Exercise material:
#####

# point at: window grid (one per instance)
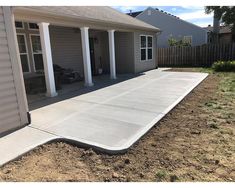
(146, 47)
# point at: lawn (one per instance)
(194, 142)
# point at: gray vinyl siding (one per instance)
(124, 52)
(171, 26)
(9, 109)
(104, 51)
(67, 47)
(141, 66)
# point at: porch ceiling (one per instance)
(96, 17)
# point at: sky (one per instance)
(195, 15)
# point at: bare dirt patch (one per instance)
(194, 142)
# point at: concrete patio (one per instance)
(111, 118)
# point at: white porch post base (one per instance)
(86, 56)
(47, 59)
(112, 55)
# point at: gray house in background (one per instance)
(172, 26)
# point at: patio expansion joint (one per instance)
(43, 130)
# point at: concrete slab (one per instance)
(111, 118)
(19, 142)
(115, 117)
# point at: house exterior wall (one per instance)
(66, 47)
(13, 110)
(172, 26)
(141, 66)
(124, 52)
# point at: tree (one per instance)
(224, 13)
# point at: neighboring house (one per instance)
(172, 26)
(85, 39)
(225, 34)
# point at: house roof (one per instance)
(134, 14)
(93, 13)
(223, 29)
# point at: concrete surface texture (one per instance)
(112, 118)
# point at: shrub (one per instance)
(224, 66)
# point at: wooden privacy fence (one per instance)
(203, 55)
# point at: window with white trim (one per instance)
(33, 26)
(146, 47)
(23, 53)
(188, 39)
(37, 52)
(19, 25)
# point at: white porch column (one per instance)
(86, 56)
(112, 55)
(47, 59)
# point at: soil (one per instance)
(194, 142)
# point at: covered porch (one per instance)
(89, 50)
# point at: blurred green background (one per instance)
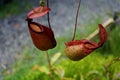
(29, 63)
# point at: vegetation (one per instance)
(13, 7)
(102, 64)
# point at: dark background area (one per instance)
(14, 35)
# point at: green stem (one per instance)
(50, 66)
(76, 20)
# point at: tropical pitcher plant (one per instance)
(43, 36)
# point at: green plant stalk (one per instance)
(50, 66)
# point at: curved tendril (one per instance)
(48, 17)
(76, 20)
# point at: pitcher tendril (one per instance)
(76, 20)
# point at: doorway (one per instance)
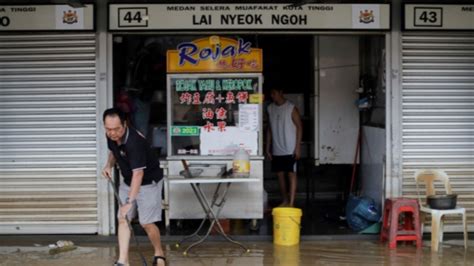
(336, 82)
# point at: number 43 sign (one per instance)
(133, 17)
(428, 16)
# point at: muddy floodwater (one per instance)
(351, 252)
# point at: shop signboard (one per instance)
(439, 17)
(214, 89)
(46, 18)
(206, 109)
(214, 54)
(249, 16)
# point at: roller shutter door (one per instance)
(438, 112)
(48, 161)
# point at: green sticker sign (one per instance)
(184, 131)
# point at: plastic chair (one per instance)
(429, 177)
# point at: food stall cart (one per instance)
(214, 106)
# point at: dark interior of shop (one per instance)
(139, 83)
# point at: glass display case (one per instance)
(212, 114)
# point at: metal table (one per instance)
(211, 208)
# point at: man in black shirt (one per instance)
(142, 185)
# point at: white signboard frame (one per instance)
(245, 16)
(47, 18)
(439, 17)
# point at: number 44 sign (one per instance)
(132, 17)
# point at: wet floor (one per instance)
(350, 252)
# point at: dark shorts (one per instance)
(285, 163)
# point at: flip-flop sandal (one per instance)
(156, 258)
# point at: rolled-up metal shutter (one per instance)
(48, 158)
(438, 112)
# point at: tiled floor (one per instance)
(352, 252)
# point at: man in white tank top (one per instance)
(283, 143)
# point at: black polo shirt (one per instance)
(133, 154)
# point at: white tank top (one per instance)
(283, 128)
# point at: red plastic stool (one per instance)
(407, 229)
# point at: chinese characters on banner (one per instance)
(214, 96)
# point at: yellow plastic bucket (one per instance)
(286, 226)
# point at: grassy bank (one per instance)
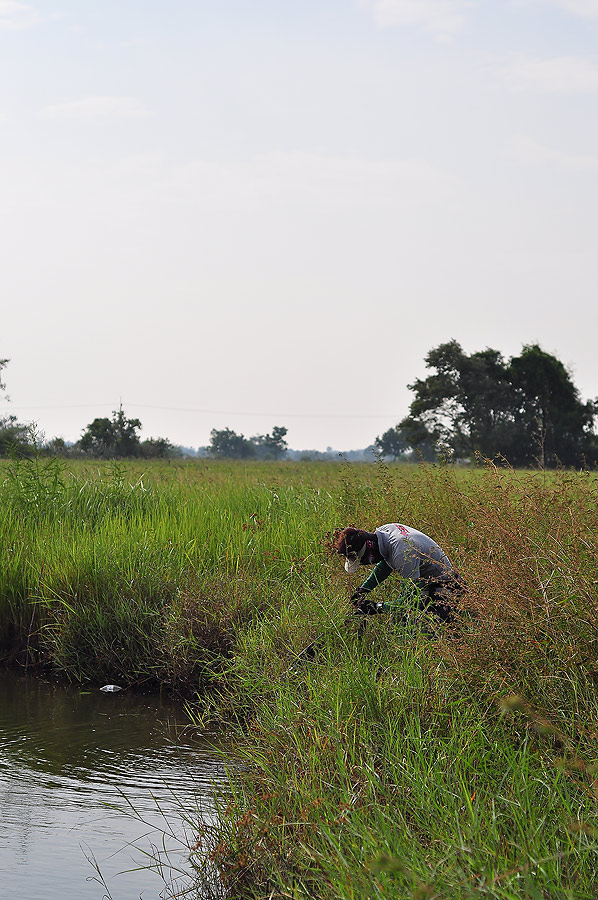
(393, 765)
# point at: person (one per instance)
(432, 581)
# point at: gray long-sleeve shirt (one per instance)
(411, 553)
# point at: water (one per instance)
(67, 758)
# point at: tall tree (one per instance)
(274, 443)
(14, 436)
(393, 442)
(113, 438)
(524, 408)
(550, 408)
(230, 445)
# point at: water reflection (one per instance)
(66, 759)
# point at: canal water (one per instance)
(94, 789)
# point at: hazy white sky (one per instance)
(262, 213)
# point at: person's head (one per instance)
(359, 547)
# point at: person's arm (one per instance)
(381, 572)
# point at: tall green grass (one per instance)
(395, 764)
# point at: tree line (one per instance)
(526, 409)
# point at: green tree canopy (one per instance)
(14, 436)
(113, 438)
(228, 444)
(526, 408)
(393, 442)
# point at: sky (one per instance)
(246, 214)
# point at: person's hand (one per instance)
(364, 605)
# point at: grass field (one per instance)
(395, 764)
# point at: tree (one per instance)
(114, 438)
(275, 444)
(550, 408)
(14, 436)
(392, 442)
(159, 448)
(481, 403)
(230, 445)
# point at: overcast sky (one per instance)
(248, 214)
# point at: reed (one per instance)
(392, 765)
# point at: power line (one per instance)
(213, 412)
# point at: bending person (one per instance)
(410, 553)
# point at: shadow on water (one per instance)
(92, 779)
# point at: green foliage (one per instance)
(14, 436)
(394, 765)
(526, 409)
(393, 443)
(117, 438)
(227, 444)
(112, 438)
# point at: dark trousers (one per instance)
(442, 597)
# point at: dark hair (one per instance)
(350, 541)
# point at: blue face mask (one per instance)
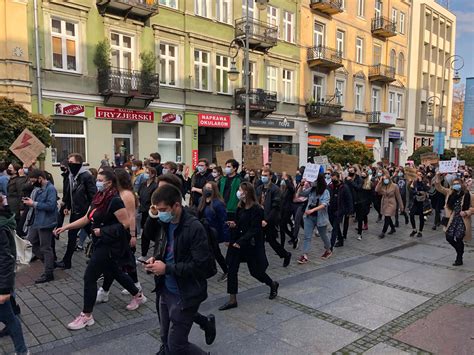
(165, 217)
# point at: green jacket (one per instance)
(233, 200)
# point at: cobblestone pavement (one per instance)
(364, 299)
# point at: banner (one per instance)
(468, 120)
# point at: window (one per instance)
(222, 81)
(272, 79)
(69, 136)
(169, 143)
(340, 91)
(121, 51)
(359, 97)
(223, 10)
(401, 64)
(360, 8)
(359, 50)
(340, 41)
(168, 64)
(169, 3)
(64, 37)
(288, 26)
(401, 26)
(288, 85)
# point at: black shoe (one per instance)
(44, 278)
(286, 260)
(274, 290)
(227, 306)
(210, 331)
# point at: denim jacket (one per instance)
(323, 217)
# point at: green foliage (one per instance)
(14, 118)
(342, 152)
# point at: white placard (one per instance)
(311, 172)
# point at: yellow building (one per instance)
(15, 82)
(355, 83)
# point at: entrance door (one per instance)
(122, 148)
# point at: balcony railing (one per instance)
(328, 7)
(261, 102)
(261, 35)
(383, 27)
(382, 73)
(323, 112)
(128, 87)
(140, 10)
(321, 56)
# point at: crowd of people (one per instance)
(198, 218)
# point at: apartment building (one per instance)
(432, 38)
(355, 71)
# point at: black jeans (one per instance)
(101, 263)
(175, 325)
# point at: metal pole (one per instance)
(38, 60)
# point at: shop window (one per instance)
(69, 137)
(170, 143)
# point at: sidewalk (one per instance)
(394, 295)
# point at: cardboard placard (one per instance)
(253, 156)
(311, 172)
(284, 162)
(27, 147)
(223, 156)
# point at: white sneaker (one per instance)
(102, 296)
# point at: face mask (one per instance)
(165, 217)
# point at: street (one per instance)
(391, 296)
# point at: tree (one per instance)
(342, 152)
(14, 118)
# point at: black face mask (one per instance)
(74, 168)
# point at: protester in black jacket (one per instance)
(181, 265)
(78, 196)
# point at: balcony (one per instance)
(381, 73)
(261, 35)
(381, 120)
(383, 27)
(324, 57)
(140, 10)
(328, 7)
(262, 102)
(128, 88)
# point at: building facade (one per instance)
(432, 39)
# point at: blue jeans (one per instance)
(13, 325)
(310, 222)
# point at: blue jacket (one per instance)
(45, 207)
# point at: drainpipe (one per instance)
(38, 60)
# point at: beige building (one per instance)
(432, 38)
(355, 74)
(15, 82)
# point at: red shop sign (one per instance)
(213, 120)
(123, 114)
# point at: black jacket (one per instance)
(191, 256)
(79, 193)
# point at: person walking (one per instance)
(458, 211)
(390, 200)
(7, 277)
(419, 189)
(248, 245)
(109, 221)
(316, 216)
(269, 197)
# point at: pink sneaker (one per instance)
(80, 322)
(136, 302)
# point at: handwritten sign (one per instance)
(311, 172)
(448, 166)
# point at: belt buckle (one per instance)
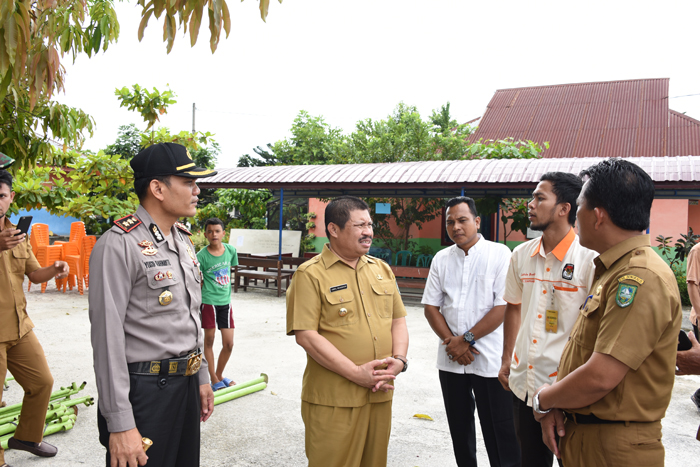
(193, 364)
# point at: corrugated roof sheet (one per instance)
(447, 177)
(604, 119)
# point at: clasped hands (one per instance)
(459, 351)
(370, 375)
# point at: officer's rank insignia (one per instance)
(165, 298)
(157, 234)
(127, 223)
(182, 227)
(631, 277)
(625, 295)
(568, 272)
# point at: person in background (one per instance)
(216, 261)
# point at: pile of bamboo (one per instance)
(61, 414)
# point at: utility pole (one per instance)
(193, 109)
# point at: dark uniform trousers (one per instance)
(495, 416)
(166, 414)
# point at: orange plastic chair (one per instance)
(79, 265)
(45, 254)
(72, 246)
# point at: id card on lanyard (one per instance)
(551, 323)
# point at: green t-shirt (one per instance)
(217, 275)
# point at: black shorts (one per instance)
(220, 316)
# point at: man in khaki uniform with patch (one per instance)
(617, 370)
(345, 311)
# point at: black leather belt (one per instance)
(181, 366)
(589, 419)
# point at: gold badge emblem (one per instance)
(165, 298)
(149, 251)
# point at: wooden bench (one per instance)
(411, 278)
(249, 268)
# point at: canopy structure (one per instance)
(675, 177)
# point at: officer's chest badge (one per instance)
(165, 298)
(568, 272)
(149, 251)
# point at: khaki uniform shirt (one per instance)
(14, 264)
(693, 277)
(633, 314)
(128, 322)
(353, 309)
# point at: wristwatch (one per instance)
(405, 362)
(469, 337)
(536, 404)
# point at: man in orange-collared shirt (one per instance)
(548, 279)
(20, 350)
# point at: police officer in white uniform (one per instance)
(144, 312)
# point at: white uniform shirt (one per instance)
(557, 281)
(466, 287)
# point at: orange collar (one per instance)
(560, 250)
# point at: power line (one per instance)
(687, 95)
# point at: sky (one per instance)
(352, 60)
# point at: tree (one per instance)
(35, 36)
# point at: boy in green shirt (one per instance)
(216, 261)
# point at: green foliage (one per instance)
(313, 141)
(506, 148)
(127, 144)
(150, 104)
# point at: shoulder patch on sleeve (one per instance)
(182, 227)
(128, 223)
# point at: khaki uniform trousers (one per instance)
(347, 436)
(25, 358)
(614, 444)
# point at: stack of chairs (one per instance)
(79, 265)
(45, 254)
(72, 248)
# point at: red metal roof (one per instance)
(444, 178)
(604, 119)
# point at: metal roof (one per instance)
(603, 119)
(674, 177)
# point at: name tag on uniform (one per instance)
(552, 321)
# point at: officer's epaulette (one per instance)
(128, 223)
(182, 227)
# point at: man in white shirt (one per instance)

#####

Problem details: Copy out the items word for word, starting at the line that contains "# point at: orange plastic" and ending at the final line of the items.

The solution:
# point at: orange plastic chair (one per instance)
(79, 265)
(45, 254)
(72, 246)
# point at: id card on lanyard (one per instance)
(551, 323)
# point at: green t-shirt (one per instance)
(217, 275)
# point at: black shorts (one per instance)
(220, 316)
# point at: man in khaki uniform with patch (one per instance)
(617, 370)
(345, 311)
# point at: black leather belt (one per instance)
(181, 366)
(589, 419)
# point at: gold badge emblem (one per instance)
(165, 298)
(149, 251)
# point at: wooden bench (one per instance)
(411, 278)
(249, 268)
# point at: canopy structure (one per instance)
(675, 177)
# point at: officer's chest badge (one per instance)
(165, 298)
(568, 272)
(149, 251)
# point at: khaki uniform shirt (one per instance)
(14, 264)
(693, 277)
(633, 314)
(128, 322)
(353, 309)
# point at: wristwatch (one per instance)
(405, 362)
(469, 337)
(536, 404)
# point at: man in orange-collared shirt (one per instance)
(548, 279)
(20, 350)
# point at: police officer in white uniform (one per instance)
(144, 312)
# point at: white uniform shirt (one per instance)
(557, 281)
(466, 287)
# point at: orange collar (one per instance)
(560, 250)
# point at: power line (one per instance)
(687, 95)
# point at: sky (one per instance)
(352, 60)
# point at: tree (one per instance)
(35, 36)
# point at: boy in green shirt (one per instance)
(216, 261)
# point at: green foliage (one per instance)
(313, 141)
(506, 148)
(127, 144)
(150, 104)
# point at: shoulder patch on sleeve (one per instance)
(182, 227)
(128, 223)
# point at: khaki uniform trousers (one per instance)
(347, 436)
(25, 358)
(614, 444)
# point at: stack of chairs (one per instance)
(79, 265)
(45, 254)
(72, 248)
# point at: red metal roof (one per instance)
(444, 178)
(604, 119)
# point at: metal roof (one per instance)
(603, 119)
(674, 177)
# point at: name tag on uniform (one per instance)
(552, 321)
# point at: officer's epaulette (one per instance)
(128, 223)
(182, 227)
# point at: man in white shirt (one per instance)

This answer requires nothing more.